As with all crossfading, there may be phasing problems depending on the samples. 

If you try this, please let me know how it works out for you.

Rejoice,

Bob

BTW: I have written a hands-on tutorial for using the AET Filter in collaboration with David Carpenter. Part 1, with the basics is completed but Part 2, dealing with advanced issues, is still being written. If anyone would like a copy of Part 1, send me a PM with your email address and I'll try to send it to you.


----------



## daringone (May 16, 2012)

Thanks Big Bob, 

I have just had one of those revelation moments that occurs to all programmers just before they are ready to tear their hair out. I had another look at Nil's script and your xfade demo and realised I'd been approaching the thing incorrectly. I may be able to script it, we shall see.

If not, your way sounds good  !


----------



## daringone (May 17, 2012)

Yippie! I managed to code the double cross fade, the first one was difficult, the second one was just a pain and I missed something obvious, but it works!! hehe

Now I need to look at legato intervals 

Thanks again.


----------



## Big Bob (May 17, 2012)

Congratulations o-[][]-o 

Just out of curiosity though, are you working within the constraints of staying at the initial velocity of the note once started? 

Or, are you actually able to play a note and sustain it, then vary the volume up and down (passing through the set of volume samples from pp to ff) and able at any point along the line to morph from vibrato to non-vibrato and then change volume again, etc? i.e. are the two crossfade controls able to work at all times and levels during the sustain?

If so, double congratulations are in order, a 'daring feat' indeed! :lol: 

Rejoice,

Bob


----------



## daringone (May 18, 2012)

Hi Bob

I have it set up so I have groups from pp to ff, and within the groups are both sets of sample vibrato and sustain at different velocity levels.

When a note is pressed all the samples are played and straight after the volumes are set (as in your xfade demo), first they are set based on the modwheel position, and then the dynamic layer that is currently playing is set based on the vibrato controller, CC77 for my purposes.

Whenever a controller is moved the volumes are updated again in the same manner, so I can control both volume and vibrato depth at the same time.


----------



## Big Bob (May 18, 2012)

> I have it set up so I have groups from pp to ff, and within the groups are both sets of sample vibrato and sustain at different velocity levels.



But if the only way to select between the vib samples or the non-vib samples is to change the velocity (which Kontakt only reads at note start), how are you morphing back and forth between them during a note's sustain? Your explanation sounds more like my first statement:



> Just out of curiosity though, are you working within the constraints of staying at the initial velocity of the note once started?



Specifically, only the initial played velocity determines whether vib or non-vib samples play. You can then morph back and forth between the volume samples but you can't change the velocity anymore during the sustain of the note, ergo, you can't continuously morph back and forth between vib and non-vib. Or am I misunderstanding your explanation? :?


----------



## daringone (May 18, 2012)

Hi Bob,

When I play a note both the sustain articulations and the vib articulations start playing at the same time, So i have 10 voices going, 5 non vib, 5 vib, but the vibs are silent until i raise the CC77 controller at which point they crossfade with the non vib.

### Exercise data
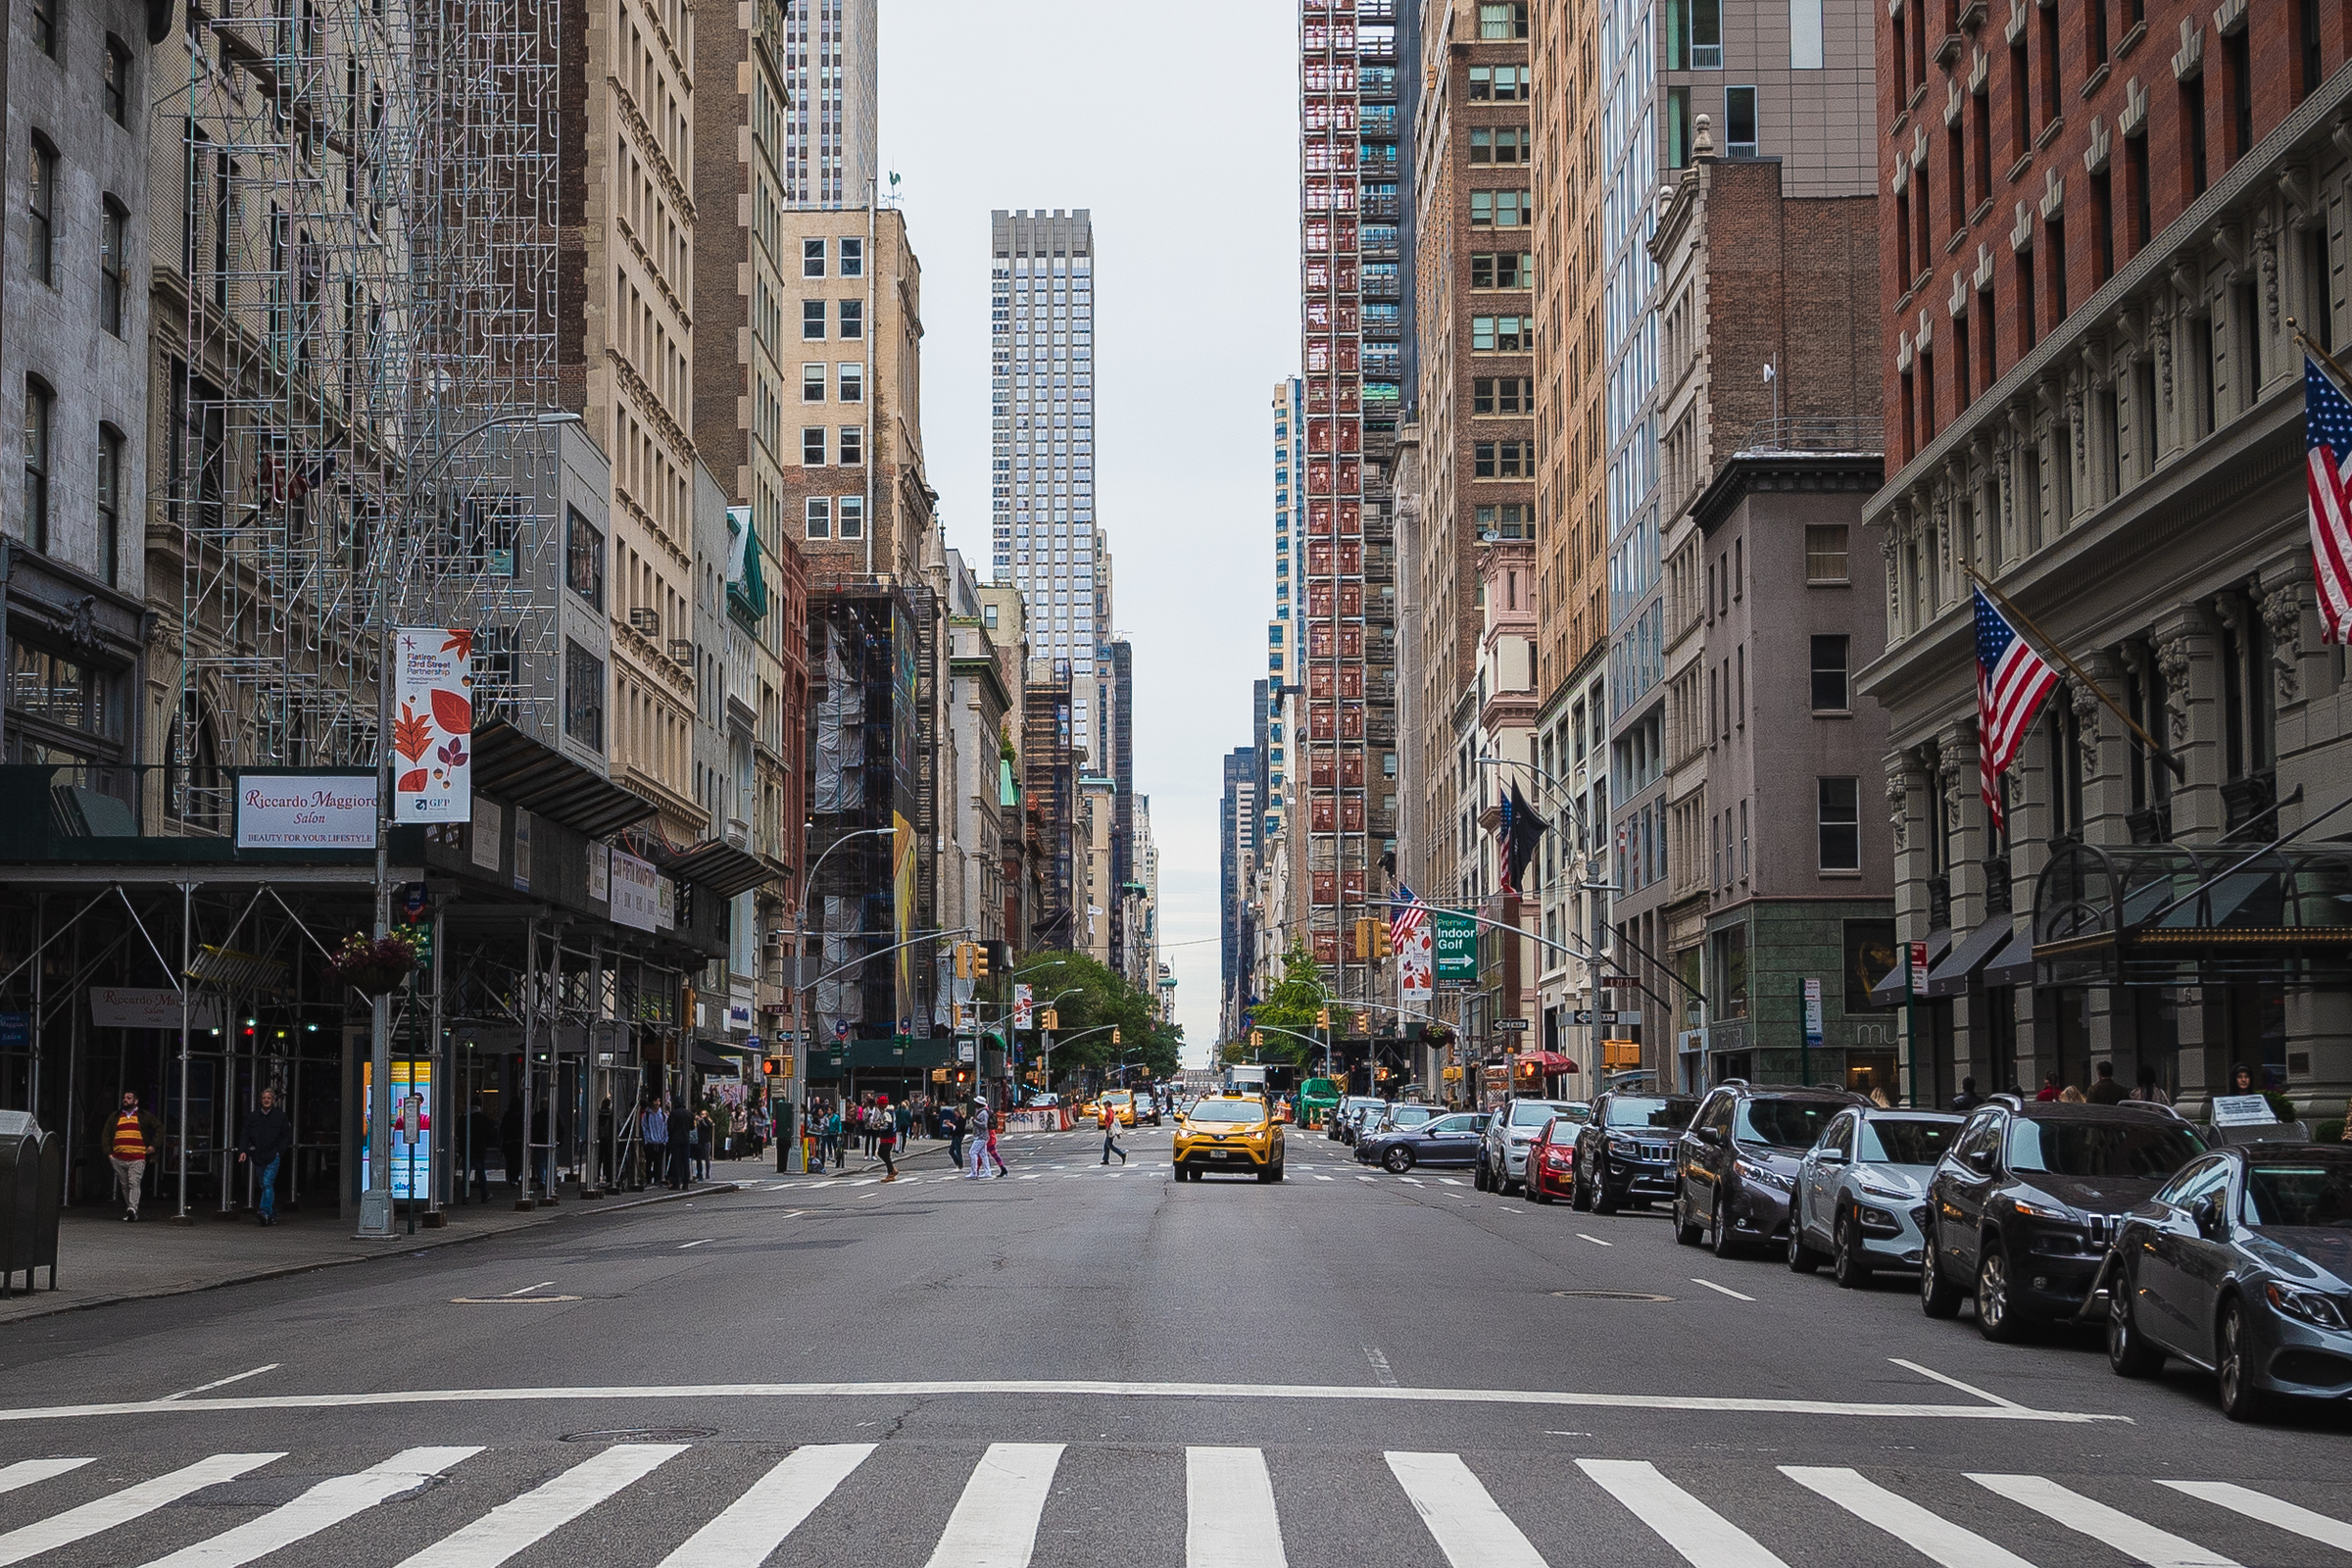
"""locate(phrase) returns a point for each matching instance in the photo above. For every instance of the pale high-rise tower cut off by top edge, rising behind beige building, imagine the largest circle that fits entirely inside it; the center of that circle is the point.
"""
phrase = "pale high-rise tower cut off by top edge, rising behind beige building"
(831, 88)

### Requirement
Copy out, word for word, the stretch of the crossfade forum thread from "## daringone (May 17, 2012)" through "Bob (May 17, 2012)".

### Written answer
## daringone (May 17, 2012)

Yippie! I managed to code the double cross fade, the first one was difficult, the second one was just a pain and I missed something obvious, but it works!! hehe

Now I need to look at legato intervals 

Thanks again.


----------



## Big Bob (May 17, 2012)